## Objective
Present the data below as a numbered list, one line per item, leaving out blank lines and any pictures.

## Extracted material
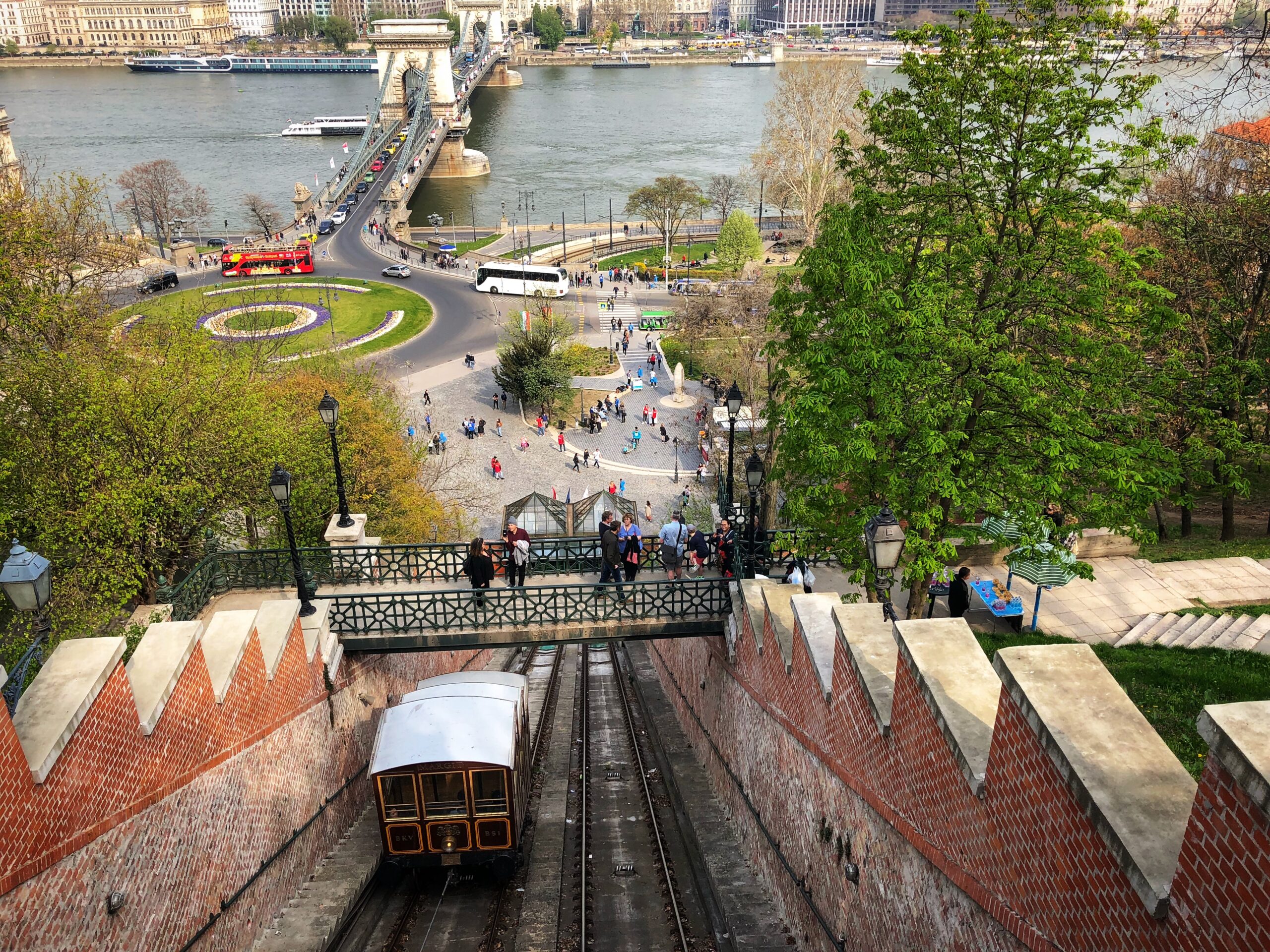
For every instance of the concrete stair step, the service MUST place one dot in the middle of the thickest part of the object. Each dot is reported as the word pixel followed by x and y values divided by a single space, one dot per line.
pixel 1236 627
pixel 1196 631
pixel 1251 636
pixel 1178 630
pixel 1214 631
pixel 1139 630
pixel 1152 635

## Written solution
1. For every instance of the concrete stair step, the service MUST place one dot in the middle of the thickest part of the object. Each dot is reported as the word pixel followed by x and y values divided by a single space, one dot per line.
2. pixel 1236 627
3. pixel 1196 631
4. pixel 1251 636
5. pixel 1178 630
6. pixel 1214 631
7. pixel 1139 630
8. pixel 1152 635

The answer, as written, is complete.